Это из письма Дмитрия Ивановича Еремина, комиссара штаба артиллерии 14-й армии.

Ничего особенного нот в этих письмах, просто запомнился хорошим людям хороший человек — Евгений Петров. Запомнился, как и многим другим.

Ортенберг очень хотел, чтобы Петров стал постоянно работать в нашей «Красной звезде», и был твердо уверен, что рано или поздно так оно и будет... Во всяком случае, в свою последнюю командировку Петров впервые полетел с нашим командировочным предписанием:

«Специальному корреспонденту «Красной звезды» писателю Евгению Петровичу Петрову (Катаеву). С получением сего вам надлежит отправиться в служебную командировку на Северо-Кавказский фронт в город Севастополь для выполнения заданий редакции. По выполнении заданий вам надлежит вернуться в Москву...»

В Москву Петров не вернулся. Самолет, на котором он возвращался, между Ростовом и Миллеровом врезался на бреющем в курган. Погибли не все, но Петров оказался среди погибших. В «Красной звезде» была напечатана его последняя статья о Севастополе, черновик которой нашли у него в полевой сумке. Последние абзацы в этой последней статье Петрова были такие:

«Немцы пустились на хитрость. Они объявили во всеуслышанье, что Севастополь — неприступная крепость. Пора внести ясность в этот вопрос. Морская база Севастополь никогда, к сожалению, не была сухопутной крепостью. В этом смысле Севастополь ничем не отличается, скажем, от Сингапура. Пошел двадцать первый день штурма. Держаться становится все труднее. Возможно, что город все-таки удержится. Я уже привык верить в чудеса, потому что семь с лишним месяцев обороны Севастополя — военное чудо... И вот наконец мы увидели в лунном свете кусок скалистой земли, о которой с гордостью и состраданием думает сейчас вся наша советская земля. Я знал, как невелик Севастопольский участок фронта, но у меня сжалось сердце, когда я увидел его с моря: таким он казался маленьким. Корабль вышел из Севастополя около двух часов...»

Эта последняя фраза так и осталась недописанной.

Почти через год после гибели Петрова я оказался на Южном Фронте, который вел тогда бои между Ростовом и Таганрогом, и Меня свалила с ног гнойная ангина. Я лежал сперва в медсанбате, а потом в санчасти штаба фронта. И там приглядывавший за мной военврач Николай Алексеевич Лещ принес мне половину тетрадочного листка в линейку, исписанного фиолетовыми чернилами чьим-то неровным и быстрым почерком.

— Вот нашел вдруг среди наших бумаг. Не знаю точно как, но как-то к нам попало. Возьмите, пусть хранится у вас.

Я сначала не понял, что это такое, а потом, разобрав неровный и быстрый почерк неизвестного мне военного медика, понял, Вот он, этот печальный текст тетрадочного листка, попавшего мне в руки через год после гибели Петрова.

| Записанные данные |
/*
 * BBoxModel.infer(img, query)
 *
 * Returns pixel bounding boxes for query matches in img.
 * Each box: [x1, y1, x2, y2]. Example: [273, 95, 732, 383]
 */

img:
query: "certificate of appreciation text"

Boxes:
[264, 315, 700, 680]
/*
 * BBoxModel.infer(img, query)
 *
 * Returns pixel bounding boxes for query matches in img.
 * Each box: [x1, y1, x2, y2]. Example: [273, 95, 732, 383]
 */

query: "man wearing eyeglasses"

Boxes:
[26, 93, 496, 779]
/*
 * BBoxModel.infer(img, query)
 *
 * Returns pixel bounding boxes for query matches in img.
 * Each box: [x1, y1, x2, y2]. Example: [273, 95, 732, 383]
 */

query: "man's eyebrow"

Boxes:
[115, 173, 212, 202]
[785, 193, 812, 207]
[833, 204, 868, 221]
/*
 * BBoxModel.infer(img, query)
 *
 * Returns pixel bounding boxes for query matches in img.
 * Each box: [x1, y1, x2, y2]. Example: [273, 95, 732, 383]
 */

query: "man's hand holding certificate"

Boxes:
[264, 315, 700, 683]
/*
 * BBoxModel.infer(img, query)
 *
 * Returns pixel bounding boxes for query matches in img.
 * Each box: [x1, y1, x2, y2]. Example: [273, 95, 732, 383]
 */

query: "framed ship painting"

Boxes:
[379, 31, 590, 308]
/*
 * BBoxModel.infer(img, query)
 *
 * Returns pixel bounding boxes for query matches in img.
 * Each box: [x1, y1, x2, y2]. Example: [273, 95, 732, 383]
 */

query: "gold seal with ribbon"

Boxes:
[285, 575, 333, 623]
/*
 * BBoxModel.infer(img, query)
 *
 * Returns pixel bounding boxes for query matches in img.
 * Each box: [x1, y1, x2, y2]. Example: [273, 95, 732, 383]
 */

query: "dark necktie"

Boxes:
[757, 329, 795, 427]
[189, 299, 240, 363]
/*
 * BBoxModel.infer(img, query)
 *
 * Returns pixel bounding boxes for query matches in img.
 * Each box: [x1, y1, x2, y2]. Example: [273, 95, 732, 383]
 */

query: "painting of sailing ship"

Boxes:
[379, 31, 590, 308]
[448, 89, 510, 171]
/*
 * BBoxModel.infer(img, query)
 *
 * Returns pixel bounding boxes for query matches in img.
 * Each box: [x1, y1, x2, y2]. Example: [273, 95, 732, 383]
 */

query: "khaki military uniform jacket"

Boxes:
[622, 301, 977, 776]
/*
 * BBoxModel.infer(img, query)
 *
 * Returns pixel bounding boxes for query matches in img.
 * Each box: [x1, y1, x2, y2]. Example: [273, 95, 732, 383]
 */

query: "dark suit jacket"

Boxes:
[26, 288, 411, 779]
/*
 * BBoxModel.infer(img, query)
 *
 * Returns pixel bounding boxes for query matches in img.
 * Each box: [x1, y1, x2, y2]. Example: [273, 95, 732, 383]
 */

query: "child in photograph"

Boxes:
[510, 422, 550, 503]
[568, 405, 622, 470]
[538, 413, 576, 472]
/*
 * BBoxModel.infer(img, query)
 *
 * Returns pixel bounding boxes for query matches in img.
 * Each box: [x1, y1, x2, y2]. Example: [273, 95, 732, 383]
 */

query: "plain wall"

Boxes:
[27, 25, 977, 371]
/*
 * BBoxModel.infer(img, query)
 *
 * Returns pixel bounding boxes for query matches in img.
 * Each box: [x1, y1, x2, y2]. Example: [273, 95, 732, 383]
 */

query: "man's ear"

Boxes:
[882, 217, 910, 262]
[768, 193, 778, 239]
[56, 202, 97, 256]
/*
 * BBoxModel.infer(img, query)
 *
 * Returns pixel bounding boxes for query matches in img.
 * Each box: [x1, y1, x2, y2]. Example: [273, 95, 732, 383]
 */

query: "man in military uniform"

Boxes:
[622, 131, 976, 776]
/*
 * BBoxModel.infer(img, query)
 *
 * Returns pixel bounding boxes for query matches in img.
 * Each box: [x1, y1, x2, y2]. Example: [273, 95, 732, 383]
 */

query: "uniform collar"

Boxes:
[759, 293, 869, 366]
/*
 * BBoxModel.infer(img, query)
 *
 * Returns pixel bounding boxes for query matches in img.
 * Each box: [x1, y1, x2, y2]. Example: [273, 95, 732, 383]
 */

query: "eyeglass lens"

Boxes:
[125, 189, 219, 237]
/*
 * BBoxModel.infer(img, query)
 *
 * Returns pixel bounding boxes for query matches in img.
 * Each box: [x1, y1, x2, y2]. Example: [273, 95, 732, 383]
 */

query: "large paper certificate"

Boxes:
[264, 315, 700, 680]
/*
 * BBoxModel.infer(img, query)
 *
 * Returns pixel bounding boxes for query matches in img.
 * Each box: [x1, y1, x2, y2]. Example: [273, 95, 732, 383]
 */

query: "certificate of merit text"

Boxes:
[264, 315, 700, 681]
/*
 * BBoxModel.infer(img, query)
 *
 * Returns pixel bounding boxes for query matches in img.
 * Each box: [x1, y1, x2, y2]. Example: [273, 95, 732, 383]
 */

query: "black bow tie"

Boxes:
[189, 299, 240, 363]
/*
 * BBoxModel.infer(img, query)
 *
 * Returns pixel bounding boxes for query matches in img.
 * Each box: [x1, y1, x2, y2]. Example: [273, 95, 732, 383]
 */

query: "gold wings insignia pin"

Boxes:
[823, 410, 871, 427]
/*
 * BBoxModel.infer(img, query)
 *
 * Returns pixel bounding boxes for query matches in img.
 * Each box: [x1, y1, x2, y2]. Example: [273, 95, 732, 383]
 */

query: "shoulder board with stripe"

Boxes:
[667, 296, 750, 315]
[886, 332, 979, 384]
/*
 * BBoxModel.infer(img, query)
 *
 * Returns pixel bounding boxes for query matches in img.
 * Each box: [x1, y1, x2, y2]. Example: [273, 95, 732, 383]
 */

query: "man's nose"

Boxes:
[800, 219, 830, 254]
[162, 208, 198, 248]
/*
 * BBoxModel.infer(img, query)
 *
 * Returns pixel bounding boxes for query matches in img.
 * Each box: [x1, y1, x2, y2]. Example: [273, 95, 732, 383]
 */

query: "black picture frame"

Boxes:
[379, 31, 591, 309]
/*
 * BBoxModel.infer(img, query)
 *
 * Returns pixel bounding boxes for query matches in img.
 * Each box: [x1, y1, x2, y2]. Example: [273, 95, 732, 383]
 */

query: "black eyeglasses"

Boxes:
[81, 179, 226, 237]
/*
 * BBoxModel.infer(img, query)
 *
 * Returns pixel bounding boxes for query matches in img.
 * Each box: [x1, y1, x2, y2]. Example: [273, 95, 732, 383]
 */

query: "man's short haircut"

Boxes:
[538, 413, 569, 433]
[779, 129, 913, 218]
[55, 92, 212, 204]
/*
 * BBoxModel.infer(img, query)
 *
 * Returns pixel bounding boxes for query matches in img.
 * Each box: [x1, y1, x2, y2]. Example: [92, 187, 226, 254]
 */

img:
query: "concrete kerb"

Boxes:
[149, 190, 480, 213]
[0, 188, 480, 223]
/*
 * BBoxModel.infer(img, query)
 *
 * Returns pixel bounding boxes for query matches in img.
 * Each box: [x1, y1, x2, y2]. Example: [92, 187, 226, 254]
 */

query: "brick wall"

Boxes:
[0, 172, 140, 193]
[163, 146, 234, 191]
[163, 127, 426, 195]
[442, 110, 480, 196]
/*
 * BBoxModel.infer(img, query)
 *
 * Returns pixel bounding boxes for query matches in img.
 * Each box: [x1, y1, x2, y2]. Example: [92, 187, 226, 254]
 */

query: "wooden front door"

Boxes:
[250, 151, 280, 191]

---

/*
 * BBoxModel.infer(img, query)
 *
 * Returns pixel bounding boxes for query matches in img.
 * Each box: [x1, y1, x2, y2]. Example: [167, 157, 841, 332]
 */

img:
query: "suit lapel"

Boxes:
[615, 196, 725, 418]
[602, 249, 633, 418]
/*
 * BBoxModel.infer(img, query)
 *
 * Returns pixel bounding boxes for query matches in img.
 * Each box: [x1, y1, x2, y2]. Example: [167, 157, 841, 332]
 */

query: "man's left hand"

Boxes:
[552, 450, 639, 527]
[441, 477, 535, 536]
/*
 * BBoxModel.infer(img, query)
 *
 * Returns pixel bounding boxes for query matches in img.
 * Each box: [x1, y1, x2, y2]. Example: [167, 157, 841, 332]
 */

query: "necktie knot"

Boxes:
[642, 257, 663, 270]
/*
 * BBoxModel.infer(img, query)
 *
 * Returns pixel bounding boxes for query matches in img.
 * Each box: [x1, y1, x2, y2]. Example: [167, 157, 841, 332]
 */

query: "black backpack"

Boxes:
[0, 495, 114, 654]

* * *

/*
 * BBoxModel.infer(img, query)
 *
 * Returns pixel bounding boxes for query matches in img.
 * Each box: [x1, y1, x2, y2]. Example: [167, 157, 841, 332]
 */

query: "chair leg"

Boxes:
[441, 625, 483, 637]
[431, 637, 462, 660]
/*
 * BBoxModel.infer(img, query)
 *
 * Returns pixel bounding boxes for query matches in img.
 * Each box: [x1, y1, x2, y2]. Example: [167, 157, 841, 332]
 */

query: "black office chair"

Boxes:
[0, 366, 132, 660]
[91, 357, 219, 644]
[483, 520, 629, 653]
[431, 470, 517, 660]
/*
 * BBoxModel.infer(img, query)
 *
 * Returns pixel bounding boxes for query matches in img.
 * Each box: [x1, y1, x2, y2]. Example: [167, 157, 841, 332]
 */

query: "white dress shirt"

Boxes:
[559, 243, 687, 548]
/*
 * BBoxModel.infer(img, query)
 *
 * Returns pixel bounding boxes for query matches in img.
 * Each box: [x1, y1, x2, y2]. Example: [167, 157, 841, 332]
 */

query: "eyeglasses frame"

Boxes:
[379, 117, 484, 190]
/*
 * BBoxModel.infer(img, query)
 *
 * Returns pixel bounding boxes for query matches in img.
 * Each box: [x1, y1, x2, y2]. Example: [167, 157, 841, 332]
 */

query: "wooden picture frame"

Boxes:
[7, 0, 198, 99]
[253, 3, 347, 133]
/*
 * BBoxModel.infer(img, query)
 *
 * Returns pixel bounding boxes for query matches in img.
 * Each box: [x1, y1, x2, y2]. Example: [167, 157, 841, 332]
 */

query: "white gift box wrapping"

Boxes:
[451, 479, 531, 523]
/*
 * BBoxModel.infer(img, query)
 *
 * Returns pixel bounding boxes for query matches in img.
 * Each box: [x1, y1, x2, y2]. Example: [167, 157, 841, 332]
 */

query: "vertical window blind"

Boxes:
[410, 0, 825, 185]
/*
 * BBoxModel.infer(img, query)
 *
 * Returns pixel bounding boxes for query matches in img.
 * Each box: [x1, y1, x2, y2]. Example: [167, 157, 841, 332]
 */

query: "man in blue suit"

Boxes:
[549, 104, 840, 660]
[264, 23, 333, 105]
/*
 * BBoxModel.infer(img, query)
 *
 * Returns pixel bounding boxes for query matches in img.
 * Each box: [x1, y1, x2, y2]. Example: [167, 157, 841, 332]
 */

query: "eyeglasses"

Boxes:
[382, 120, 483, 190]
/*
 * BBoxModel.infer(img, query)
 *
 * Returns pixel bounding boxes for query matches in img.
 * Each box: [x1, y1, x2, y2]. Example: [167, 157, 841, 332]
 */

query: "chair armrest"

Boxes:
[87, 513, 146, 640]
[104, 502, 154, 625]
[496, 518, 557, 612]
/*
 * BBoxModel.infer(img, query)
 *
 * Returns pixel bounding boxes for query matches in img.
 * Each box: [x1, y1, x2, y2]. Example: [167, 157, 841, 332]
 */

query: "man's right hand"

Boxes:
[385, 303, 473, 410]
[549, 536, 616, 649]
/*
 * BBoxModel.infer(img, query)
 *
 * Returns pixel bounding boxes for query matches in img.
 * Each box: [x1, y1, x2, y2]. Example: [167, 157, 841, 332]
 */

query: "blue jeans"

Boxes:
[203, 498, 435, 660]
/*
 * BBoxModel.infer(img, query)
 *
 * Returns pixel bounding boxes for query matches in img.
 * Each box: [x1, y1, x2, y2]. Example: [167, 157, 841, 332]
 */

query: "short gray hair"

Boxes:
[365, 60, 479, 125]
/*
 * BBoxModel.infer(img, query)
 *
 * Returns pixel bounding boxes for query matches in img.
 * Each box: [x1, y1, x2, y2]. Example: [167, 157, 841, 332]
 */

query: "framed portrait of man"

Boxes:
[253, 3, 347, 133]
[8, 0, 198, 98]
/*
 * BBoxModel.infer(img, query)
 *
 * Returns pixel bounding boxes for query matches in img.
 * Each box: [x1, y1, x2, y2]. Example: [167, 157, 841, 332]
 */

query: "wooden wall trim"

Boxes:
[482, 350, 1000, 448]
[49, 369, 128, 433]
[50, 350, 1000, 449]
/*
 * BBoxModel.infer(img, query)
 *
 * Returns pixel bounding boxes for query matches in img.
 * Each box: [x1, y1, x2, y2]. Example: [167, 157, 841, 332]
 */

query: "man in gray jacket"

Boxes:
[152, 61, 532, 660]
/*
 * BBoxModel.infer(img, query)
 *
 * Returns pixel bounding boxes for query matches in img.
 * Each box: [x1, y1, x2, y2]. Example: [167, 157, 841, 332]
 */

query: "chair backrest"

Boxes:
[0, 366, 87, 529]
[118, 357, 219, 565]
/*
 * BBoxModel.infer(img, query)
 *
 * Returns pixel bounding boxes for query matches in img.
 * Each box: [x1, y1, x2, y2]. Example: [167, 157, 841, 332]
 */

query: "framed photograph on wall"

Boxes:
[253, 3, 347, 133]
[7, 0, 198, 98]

| Задание A |
Соответствуют ли отрывку о Евгении Петрове утверждения (i)–(iii)? На каждое ответьте «да» или «нет» и приведите дословно решающие слова отрывка.
(i) В последнюю командировку Петрова направили на Северо-Кавказский фронт, в Севастополь.
(ii) При катастрофе самолета погибли все, кто в нем находился.
(iii) Черновик последней статьи Петрова нашли в его полевой сумке.
| Задание B |
Перепишите фрагмент отрывка о Евгении Петрове от «Почти через год» до «хранится у вас.» включительно, переименовав «медсанбате» в «полевом госпитале».

| Ответ A |
(i) Да: «отправиться в служебную командировку на Северо-Кавказский фронт в город Севастополь».
(ii) Нет: «Погибли не все, но Петров оказался среди погибших».
(iii) Да: «черновик которой нашли у него в полевой сумке».

| Ответ B |
Почти через год после гибели Петрова я оказался на Южном Фронте, который вел тогда бои между Ростовом и Таганрогом, и Меня свалила с ног гнойная ангина. Я лежал сперва в полевом госпитале, а потом в санчасти штаба фронта. И там приглядывавший за мной военврач Николай Алексеевич Лещ принес мне половину тетрадочного листка в линейку, исписанного фиолетовыми чернилами чьим-то неровным и быстрым почерком.

— Вот нашел вдруг среди наших бумаг. Не знаю точно как, но как-то к нам попало. Возьмите, пусть хранится у вас.